Yes, London is a great city in many aspects. Like Johnny Rotten, I can't really relate to the glass buildings stuff they overdid. I like Foster, I lived years ago in a building designed by him, but too much bad Fosterism in the new arquitecture. The tower really looks like a dildo and Johnny's scooter helmet is spot-on. I particularly hate the hugly "Brighton's" Wheel. But it's a vibrant place.

The expensiveness was always there, but they went crazy in the late 80's. A friend of mine who passed away, suddenly went rich after he sold his appartment in London because the district he was living turned fashionable. He stopped to work with all the money and left London to live in a indian ocean island near the sea the rest of his life.


Well that was considerate; usually, they move up to the nicer parts of Scotland or out to Cornwall and Wales and the locals there have to live with their parents for the rest of their lives because they themselves can't afford to buy locally anymore.

In many ways, it's the same in Mallorca: many farms were sold off and became big gardens for foreign industrialists or estate agents... and who made the money? It isn't that easy to tell: the ex-farmers who sold were long ago outwitted by inflation and can no lpnger buy back what they thought they'd sold at a huge profit, and those of us who bought at those prices now can't sell without going broke because just like the washing machine when you are in a hurry and need to go out, the system’s ever at the wrong place on the programme. I know for a fact that all of my life I have been too late for the best deals by a regular gap of ten years. Would I have traded being ten years older in order to have been able to take advantage of the correct space/time frame that I should have occupied? Probably, yes. Better older than feeling a fish out of water most of the time, and one can’t escape the fact that if you are going to get, say, eighty years in total, then what difference does it make when you spend it? You probably get the same balance of good and bad regardless; but maybe, if you have choice,  you’d get to be in synch!

EXERCISE A –
Count the lines of the records that contain the string "detector", treating uppercase and lowercase as different, and give only the number.
The records below are unrelated to the passage about London and Mallorca.

SOURCE DATA –
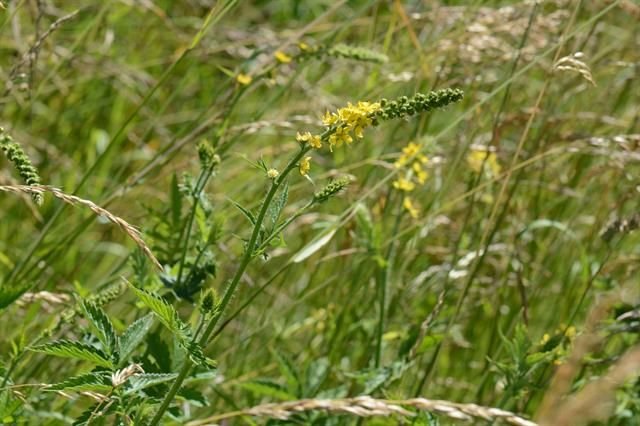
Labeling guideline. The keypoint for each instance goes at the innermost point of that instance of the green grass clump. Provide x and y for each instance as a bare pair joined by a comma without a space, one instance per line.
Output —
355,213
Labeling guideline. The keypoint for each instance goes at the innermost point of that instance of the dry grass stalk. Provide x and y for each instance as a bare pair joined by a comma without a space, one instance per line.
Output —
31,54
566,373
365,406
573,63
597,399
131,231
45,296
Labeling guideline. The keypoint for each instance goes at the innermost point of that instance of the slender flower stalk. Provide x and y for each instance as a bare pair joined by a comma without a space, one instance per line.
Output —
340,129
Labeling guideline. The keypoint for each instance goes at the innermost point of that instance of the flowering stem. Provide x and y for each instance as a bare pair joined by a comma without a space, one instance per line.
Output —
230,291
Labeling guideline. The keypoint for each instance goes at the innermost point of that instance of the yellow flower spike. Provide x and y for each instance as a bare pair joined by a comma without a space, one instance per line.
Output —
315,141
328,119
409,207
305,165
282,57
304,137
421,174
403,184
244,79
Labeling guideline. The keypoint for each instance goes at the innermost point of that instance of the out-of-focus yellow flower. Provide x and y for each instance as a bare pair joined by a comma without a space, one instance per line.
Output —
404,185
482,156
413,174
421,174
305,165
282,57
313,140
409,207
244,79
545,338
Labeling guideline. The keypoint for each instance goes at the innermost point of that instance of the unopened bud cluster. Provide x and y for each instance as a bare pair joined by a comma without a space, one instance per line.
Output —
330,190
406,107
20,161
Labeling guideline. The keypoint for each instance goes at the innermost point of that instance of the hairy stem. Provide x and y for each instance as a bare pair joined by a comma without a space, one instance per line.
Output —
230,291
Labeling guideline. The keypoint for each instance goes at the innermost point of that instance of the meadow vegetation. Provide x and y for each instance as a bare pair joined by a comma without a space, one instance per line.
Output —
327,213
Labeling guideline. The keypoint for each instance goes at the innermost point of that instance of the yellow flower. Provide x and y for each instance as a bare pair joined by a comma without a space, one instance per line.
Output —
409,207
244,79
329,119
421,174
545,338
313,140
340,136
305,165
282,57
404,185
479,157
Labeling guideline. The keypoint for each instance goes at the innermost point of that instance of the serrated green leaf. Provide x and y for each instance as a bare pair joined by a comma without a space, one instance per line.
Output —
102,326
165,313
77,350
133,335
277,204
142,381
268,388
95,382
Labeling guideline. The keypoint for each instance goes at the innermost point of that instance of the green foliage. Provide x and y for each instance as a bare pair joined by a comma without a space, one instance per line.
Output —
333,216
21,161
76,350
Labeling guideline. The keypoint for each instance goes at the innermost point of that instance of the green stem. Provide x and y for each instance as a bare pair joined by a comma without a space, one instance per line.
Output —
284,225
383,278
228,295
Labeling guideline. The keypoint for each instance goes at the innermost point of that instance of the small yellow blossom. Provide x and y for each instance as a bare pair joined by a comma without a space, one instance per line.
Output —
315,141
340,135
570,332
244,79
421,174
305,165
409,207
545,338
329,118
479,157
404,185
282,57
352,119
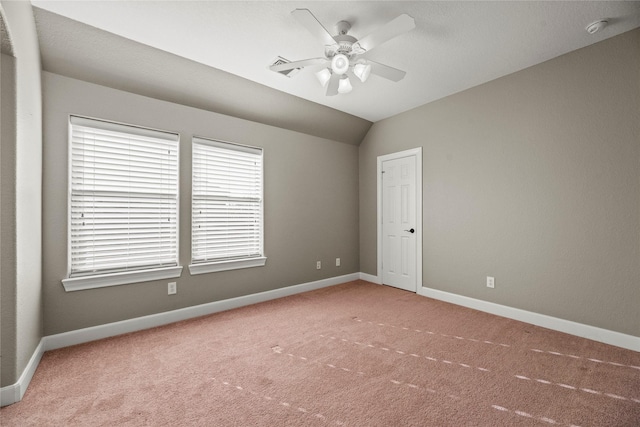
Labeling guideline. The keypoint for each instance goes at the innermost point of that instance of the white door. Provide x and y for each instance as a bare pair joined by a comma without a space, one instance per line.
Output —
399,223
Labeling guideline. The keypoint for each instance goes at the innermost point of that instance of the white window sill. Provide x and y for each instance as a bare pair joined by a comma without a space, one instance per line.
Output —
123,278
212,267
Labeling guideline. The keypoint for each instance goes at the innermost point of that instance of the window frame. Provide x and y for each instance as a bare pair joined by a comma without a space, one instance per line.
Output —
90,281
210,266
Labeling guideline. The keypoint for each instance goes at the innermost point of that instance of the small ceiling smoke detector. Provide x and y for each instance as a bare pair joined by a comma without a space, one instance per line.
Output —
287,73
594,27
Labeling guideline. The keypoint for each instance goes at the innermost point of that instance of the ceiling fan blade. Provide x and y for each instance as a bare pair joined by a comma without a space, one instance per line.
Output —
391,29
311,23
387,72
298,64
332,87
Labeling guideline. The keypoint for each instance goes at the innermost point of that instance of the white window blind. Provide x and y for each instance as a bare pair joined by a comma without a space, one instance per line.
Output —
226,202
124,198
---
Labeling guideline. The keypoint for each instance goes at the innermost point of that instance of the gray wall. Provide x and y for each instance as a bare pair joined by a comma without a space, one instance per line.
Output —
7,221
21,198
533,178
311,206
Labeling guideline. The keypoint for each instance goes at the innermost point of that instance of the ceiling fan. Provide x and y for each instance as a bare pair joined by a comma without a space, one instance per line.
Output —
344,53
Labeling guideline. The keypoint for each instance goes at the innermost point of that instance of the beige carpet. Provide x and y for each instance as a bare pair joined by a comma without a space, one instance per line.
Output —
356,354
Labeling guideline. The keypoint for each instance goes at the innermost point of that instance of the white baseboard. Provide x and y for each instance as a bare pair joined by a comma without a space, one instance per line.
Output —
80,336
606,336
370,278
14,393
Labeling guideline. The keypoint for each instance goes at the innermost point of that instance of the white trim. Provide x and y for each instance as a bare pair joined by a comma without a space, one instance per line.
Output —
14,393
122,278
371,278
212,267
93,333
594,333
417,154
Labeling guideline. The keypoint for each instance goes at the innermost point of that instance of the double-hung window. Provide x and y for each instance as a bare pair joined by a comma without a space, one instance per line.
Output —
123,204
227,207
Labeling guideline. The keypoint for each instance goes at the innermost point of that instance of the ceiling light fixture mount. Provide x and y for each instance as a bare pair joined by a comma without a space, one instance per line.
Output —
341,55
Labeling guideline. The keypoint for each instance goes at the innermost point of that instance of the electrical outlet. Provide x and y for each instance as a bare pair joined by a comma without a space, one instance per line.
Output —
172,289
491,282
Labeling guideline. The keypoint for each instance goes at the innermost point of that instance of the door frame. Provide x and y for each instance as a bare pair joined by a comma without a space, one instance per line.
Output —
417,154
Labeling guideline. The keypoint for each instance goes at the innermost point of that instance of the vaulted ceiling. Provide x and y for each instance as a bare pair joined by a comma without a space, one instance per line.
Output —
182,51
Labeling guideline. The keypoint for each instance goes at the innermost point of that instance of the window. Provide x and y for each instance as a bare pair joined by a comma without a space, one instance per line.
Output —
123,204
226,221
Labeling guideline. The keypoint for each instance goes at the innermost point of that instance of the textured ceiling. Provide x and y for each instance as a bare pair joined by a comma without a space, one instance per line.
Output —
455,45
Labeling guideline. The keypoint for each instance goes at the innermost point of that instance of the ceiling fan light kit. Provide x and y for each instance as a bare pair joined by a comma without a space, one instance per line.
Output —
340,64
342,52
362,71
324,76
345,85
--
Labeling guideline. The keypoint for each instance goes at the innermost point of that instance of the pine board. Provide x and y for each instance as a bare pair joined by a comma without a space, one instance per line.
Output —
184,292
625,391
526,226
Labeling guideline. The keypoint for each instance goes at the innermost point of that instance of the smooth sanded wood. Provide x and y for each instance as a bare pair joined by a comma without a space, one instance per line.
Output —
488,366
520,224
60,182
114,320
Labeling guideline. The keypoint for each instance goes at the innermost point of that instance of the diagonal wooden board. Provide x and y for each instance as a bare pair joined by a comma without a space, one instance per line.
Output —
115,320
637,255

EXERCISE B –
Reproduce the passage about London and Mallorca word for word, in full.

FINISHED ANSWER A –
1

FINISHED ANSWER B –
Yes, London is a great city in many aspects. Like Johnny Rotten, I can't really relate to the glass buildings stuff they overdid. I like Foster, I lived years ago in a building designed by him, but too much bad Fosterism in the new arquitecture. The tower really looks like a dildo and Johnny's scooter helmet is spot-on. I particularly hate the hugly "Brighton's" Wheel. But it's a vibrant place.

The expensiveness was always there, but they went crazy in the late 80's. A friend of mine who passed away, suddenly went rich after he sold his appartment in London because the district he was living turned fashionable. He stopped to work with all the money and left London to live in a indian ocean island near the sea the rest of his life.


Well that was considerate; usually, they move up to the nicer parts of Scotland or out to Cornwall and Wales and the locals there have to live with their parents for the rest of their lives because they themselves can't afford to buy locally anymore.

In many ways, it's the same in Mallorca: many farms were sold off and became big gardens for foreign industrialists or estate agents... and who made the money? It isn't that easy to tell: the ex-farmers who sold were long ago outwitted by inflation and can no lpnger buy back what they thought they'd sold at a huge profit, and those of us who bought at those prices now can't sell without going broke because just like the washing machine when you are in a hurry and need to go out, the system’s ever at the wrong place on the programme. I know for a fact that all of my life I have been too late for the best deals by a regular gap of ten years. Would I have traded being ten years older in order to have been able to take advantage of the correct space/time frame that I should have occupied? Probably, yes. Better older than feeling a fish out of water most of the time, and one can’t escape the fact that if you are going to get, say, eighty years in total, then what difference does it make when you spend it? You probably get the same balance of good and bad regardless; but maybe, if you have choice,  you’d get to be in synch!